▶ EXERCISE REQUIREMENTS:
Shift every coordinate in the answers by 32 and write out the items again, requests included, starting at the line that contains "Target: tree trunk" and ending at the line that contains "[[[209,86],[203,85],[203,107],[209,107]]]".

▶ Records excerpted from a collection:
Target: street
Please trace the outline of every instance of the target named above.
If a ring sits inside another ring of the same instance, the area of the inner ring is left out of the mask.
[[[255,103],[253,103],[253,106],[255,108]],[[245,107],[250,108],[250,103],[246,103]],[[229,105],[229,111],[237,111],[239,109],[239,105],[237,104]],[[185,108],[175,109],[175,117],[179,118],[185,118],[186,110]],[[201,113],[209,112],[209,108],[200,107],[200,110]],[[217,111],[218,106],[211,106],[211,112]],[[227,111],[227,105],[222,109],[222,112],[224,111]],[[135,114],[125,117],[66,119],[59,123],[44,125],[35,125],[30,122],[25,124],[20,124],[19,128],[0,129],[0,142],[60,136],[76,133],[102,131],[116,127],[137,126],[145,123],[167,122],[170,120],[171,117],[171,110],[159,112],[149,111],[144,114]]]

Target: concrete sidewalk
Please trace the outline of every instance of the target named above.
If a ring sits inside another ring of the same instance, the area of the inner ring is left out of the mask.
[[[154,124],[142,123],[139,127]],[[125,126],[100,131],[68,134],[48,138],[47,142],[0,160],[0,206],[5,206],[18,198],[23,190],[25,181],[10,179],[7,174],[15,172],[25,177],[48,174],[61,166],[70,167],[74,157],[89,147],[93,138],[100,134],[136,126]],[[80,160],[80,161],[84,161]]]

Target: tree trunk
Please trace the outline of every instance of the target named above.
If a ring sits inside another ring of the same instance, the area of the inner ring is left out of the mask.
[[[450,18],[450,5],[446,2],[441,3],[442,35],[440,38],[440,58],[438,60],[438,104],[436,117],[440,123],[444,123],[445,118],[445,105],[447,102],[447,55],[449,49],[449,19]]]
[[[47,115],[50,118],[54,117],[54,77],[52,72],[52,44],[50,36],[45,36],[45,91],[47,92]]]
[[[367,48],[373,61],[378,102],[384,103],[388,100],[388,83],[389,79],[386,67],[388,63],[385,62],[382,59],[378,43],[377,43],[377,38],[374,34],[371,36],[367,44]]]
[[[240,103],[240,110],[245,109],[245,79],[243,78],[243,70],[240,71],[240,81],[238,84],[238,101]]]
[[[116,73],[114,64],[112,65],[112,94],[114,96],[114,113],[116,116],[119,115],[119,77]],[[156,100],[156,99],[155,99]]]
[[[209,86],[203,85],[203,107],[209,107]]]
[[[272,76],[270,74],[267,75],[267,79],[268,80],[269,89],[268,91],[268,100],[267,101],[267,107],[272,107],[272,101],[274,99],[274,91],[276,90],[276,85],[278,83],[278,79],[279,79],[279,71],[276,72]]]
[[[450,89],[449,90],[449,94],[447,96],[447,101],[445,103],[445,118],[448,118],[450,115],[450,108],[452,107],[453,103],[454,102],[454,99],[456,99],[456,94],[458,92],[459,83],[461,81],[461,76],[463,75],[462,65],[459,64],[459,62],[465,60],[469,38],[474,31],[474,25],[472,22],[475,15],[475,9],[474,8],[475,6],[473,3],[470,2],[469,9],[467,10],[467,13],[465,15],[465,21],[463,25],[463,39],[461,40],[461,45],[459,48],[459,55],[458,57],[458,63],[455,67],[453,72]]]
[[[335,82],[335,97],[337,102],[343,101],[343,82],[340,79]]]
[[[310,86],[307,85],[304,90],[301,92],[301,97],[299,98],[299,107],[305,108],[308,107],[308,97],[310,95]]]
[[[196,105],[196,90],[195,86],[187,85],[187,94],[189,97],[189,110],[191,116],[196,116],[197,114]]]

▶ WRITTEN RESPONSE:
Target: tree trunk
Please trace the outline of every instance of the target named above.
If a ring sits inside another ring of the same instance, the area of the inner ring is left out of the mask.
[[[482,50],[482,37],[478,34],[473,35],[474,67],[472,70],[472,90],[470,92],[470,136],[468,149],[472,155],[476,155],[477,150],[477,137],[479,134],[479,87],[481,81],[481,51]]]
[[[79,147],[82,150],[86,149],[86,109],[84,104],[84,76],[82,68],[77,68],[77,123],[79,124]]]
[[[399,80],[405,93],[410,134],[416,135],[420,132],[420,115],[421,111],[418,99],[420,95],[417,94],[414,91],[410,75],[409,75],[409,70],[406,66],[403,68],[399,76]]]
[[[272,135],[272,142],[277,141],[277,111],[275,110],[275,102],[272,103],[272,113],[270,116],[270,133]]]
[[[148,105],[146,96],[144,97],[144,126],[146,128],[146,145],[148,148],[151,147],[151,109]],[[188,132],[188,131],[187,131]]]
[[[241,118],[235,117],[235,139],[241,139]]]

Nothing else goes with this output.